Exercise materials:
^^^^^^^^^^^^^^^^
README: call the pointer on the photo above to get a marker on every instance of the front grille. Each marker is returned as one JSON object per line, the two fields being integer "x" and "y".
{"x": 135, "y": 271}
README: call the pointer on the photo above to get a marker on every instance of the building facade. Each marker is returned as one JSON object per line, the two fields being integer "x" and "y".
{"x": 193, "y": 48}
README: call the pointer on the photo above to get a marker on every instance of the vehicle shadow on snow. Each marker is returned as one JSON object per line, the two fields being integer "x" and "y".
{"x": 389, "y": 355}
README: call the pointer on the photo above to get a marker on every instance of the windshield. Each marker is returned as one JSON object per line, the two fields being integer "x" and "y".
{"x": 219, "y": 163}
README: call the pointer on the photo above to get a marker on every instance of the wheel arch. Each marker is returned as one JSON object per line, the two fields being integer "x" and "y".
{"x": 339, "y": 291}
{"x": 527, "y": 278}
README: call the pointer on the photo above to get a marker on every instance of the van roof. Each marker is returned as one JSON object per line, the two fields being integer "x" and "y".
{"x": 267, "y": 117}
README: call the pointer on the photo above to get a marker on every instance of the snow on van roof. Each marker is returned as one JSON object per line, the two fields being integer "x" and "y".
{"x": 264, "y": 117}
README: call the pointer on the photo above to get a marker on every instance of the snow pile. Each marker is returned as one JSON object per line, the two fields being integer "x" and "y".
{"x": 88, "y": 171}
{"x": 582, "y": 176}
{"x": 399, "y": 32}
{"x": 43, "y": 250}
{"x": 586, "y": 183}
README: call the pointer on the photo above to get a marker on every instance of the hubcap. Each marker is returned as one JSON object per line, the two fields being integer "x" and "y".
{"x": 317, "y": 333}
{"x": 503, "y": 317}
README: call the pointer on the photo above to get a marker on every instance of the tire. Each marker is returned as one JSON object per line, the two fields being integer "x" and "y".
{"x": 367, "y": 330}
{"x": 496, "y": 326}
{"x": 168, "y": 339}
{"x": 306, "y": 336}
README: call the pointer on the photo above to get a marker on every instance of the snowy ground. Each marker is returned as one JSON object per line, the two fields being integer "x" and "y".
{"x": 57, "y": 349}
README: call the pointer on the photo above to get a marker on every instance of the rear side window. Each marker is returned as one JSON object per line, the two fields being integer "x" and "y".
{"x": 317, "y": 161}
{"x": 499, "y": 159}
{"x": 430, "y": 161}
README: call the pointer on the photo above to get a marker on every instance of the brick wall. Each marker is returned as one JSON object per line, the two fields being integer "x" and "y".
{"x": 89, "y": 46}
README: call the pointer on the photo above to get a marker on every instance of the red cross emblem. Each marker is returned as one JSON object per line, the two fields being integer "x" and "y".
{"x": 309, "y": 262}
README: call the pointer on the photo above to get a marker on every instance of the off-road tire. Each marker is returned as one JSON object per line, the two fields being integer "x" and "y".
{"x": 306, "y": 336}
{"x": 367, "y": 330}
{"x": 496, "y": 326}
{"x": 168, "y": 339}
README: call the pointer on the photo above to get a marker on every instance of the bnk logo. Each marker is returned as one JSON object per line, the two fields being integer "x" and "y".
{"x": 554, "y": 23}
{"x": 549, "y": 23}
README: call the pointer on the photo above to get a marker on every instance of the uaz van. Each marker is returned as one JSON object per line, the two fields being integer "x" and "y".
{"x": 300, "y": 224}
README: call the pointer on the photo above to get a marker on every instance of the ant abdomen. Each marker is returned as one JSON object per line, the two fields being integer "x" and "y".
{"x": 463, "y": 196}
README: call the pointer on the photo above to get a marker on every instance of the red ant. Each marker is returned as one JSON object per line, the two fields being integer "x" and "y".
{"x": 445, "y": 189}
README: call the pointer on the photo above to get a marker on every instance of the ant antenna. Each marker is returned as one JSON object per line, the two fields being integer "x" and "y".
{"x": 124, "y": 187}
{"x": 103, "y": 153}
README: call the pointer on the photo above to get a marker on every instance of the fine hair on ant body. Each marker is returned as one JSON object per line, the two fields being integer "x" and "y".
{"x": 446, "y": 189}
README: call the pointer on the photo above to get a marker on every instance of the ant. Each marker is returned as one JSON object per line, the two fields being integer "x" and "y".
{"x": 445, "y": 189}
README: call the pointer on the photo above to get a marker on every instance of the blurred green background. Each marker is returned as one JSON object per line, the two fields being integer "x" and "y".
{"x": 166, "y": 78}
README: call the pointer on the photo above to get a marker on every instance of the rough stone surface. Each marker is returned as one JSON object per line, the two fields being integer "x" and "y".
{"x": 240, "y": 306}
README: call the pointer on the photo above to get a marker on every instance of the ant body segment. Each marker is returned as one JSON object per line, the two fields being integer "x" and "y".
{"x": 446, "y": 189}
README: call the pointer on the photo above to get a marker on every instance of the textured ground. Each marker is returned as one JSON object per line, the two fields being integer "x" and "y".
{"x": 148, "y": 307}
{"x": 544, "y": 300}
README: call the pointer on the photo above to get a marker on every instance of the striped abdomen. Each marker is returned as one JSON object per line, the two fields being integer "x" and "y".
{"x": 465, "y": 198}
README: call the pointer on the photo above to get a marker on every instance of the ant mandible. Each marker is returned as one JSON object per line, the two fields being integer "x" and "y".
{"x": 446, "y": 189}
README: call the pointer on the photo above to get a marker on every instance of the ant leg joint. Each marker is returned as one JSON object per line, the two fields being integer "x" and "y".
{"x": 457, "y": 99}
^^^^^^^^^^^^^^^^
Aim:
Each line of the listing above should be output exactly.

Exercise response:
README: call the pointer on the photo above to get a marker on every instance of the front grille. Each marker is returned as one JSON object per line, the two fields being integer "x" and "y".
{"x": 135, "y": 271}
README: call the pointer on the photo above to get a marker on every instance of the building facade. Each marker is returned as one JSON object per line, the two fields being integer "x" and "y".
{"x": 193, "y": 48}
README: call the pointer on the photo above to get a marker on every instance of the vehicle shadow on snow. Each marker is returned as one JSON object per line, the two fields being integer "x" and "y".
{"x": 389, "y": 355}
README: call the pointer on the photo above to get a marker on every instance of the windshield. Each marker is returned as one JSON object per line, the two fields being integer "x" and "y".
{"x": 219, "y": 163}
README: call the pointer on the photo above to get a marker on every instance of the wheel arch. Each marker is returned as one JSON object per line, the two fields being integer "x" and "y".
{"x": 339, "y": 291}
{"x": 527, "y": 278}
README: call the pointer on the photo above to get a marker on every instance of the van roof. Each marker is returned as one JSON object per line, the two fields being integer "x" and "y".
{"x": 267, "y": 117}
README: call the pointer on the photo above to get a marker on every instance of the snow on van roof. Each marker is returned as one JSON object per line, the two fields being integer "x" and "y".
{"x": 264, "y": 117}
README: call the pointer on the photo above to get a marker on every instance of the snow pile. Each marker is returned as one JSON object per line, the two fields being integer "x" and "y".
{"x": 88, "y": 171}
{"x": 582, "y": 176}
{"x": 399, "y": 32}
{"x": 43, "y": 250}
{"x": 586, "y": 183}
README: call the pointer on the photo above to get a marker on every instance of the hubcap. Each marker is returned as one JSON object per line, the two fields being integer "x" and "y".
{"x": 317, "y": 333}
{"x": 503, "y": 317}
README: call the pointer on the photo above to get a marker on every instance of the tire. Each marker is returned as one JSON object per line, the two fields being integer "x" and "y".
{"x": 367, "y": 330}
{"x": 496, "y": 326}
{"x": 168, "y": 339}
{"x": 306, "y": 336}
README: call the pointer on the photo above to get a marker on every instance of the snowy ground. Each marker is returned as one JSON object per line, the two fields being integer "x" and "y".
{"x": 57, "y": 349}
README: call the pointer on the photo above to get a marker on every instance of the rear side window. Each marker is returned as one JSON object per line, the two fields being integer "x" and "y".
{"x": 317, "y": 161}
{"x": 499, "y": 159}
{"x": 430, "y": 161}
README: call the pointer on the photo above to get a marker on every instance of the brick wall. Each marker is returned as one JSON object per line, the two fields being integer "x" and "y".
{"x": 89, "y": 46}
README: call the pointer on the photo above to get a marker on every instance of the red cross emblem. Each marker is returned as one JSON object per line, the two fields being integer "x" and "y".
{"x": 309, "y": 262}
README: call the pointer on the photo above to get a marker on every instance of the off-road tire. Each marker is returned as one JSON object per line, the two fields being integer "x" and "y".
{"x": 306, "y": 336}
{"x": 367, "y": 330}
{"x": 496, "y": 326}
{"x": 168, "y": 339}
README: call the pointer on the photo above to get a marker on every instance of the bnk logo. Each marker is returned as one JSON object per line, the two fields being integer "x" and "y".
{"x": 554, "y": 23}
{"x": 549, "y": 23}
README: call the pointer on the photo above to get a marker on every instance of the uaz van. Each marker is returned as one JSON object per line, the two fields being integer "x" and "y".
{"x": 300, "y": 224}
README: call the pointer on the photo above to get a marker on every instance of the ant abdomen. Each marker is returned as one JSON object per line, the two fields being integer "x" and "y".
{"x": 463, "y": 196}
README: call the pointer on the photo above to get a marker on every instance of the red ant. Each marker is returned as one JSON object per line, the two fields being integer "x" and "y".
{"x": 445, "y": 189}
README: call the pointer on the photo above to get a marker on every instance of the ant antenna. Each marker is returned as one JSON object per line, the two fields being integer "x" and "y".
{"x": 124, "y": 187}
{"x": 103, "y": 153}
README: call the pointer on the photo above to get a marker on every instance of the fine hair on ant body. Each marker is returned as one JSON object per line, the two fields being integer "x" and "y".
{"x": 446, "y": 189}
README: call the pointer on the photo above to get a marker on every instance of the ant. Each marker is returned as one JSON object per line, the two fields being integer "x" and "y".
{"x": 445, "y": 189}
README: call the pointer on the photo above to get a marker on every instance of the blurred green background. Each marker is returned as one JSON object per line, the two fields being integer "x" and "y".
{"x": 166, "y": 78}
README: call the pointer on the photo above to get a marker on every instance of the rough stone surface. Each marker is returned as one JSON object per line, the two fields being integer "x" and "y".
{"x": 240, "y": 306}
README: call the pointer on the photo above to get a marker on every instance of the ant body segment. Each marker is returned as one JSON object per line, the two fields being integer "x" and "y".
{"x": 446, "y": 189}
README: call the pointer on the photo above to get a marker on every instance of the textured ground. Each marker is returned as one JSON object per line, the two fields being integer "x" and "y".
{"x": 148, "y": 307}
{"x": 544, "y": 300}
README: call the pointer on the photo above to get a marker on every instance of the striped abdomen. Each marker is returned as one JSON object per line, the two fields being integer "x" and "y".
{"x": 465, "y": 198}
README: call the pointer on the photo above to get a marker on every instance of the ant mandible. Each marker is returned as one JSON object per line, the two fields being integer "x" and "y".
{"x": 446, "y": 189}
README: call the pointer on the photo above to get a marker on every instance of the ant leg joint. Each marker is returned as one JSON object per line, the two fields being integer "x" and "y".
{"x": 457, "y": 99}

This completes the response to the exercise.